**ESERCIZI**.
**a.** Trascrivi dal brano da leggere il passo che parte da "La mazzata tremenda" e prosegue fino a "le collaborazioni giornalistiche.".
**b.** Elenca tutti i numeri scritti in cifre che compaiono nel brano da leggere.

**BRANO DA LEGGERE**.
::::

Infatti entrai, e fui accolto molto bene. Donato Martucci, capo dell'Ufficio Stampa, mi affidò subito l'incarico di rivedere da capo a piedi una grossa pubblicazione sulle Olimpiadi del 1960, che a suo dire era stata scritta in modo grossolano.
Io mi limitai ad effettuare una serie di correzioni, ma il capo non si mostrò molto soddisfatto: avrbbe voluto che la riscrivessi completamente.
Tutte le mattine entravo alle 8.30 timbrando tanto di cartellino, e uscivo inesorabilmente alle 14, sempre con il timbro. Questo mi dava un senso veramente nauseante di schiavitù, specialmente al pensiero che di lì a qualche mese stavo per entrare nella scuola, dove avrei lavorato tre ore al giorno e non di più, rimanendo libero professionista come lo ero stato fino ad allora da giornalista.
La mazzata tremenda venne però alla fine del primo mese di lavoro: all'atto della riscossione dello stipendio, mi resi conto di essere stato inserito tra gli impiegati del gruppo C, e che lo stipendio consisteva esattamente in quelle sessantamila lire che mi guadagnavo con le collaborazioni giornalistiche.

::::

**DATI MOSTRATI**.
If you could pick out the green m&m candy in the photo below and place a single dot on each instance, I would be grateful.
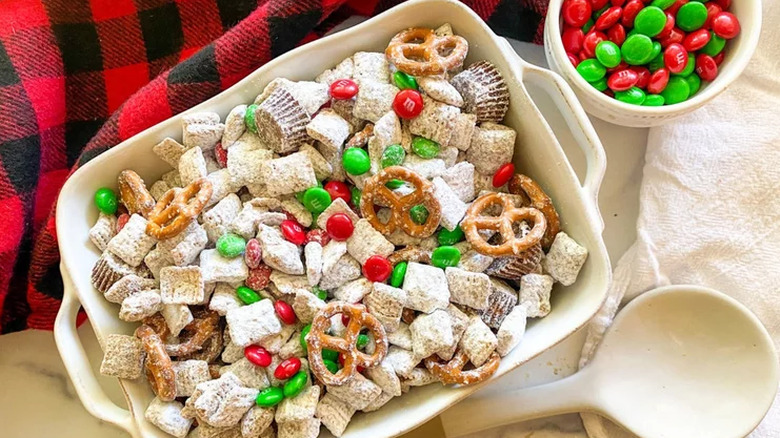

::::

**SOLUZIONI IN ORDINE**.
**a.**
La mazzata tremenda venne però alla fine del primo mese di lavoro: all'atto della riscossione dello stipendio, mi resi conto di essere stato inserito tra gli impiegati del gruppo C, e che lo stipendio consisteva esattamente in quelle sessantamila lire che mi guadagnavo con le collaborazioni giornalistiche.

**b.** 1960, 8.30, 14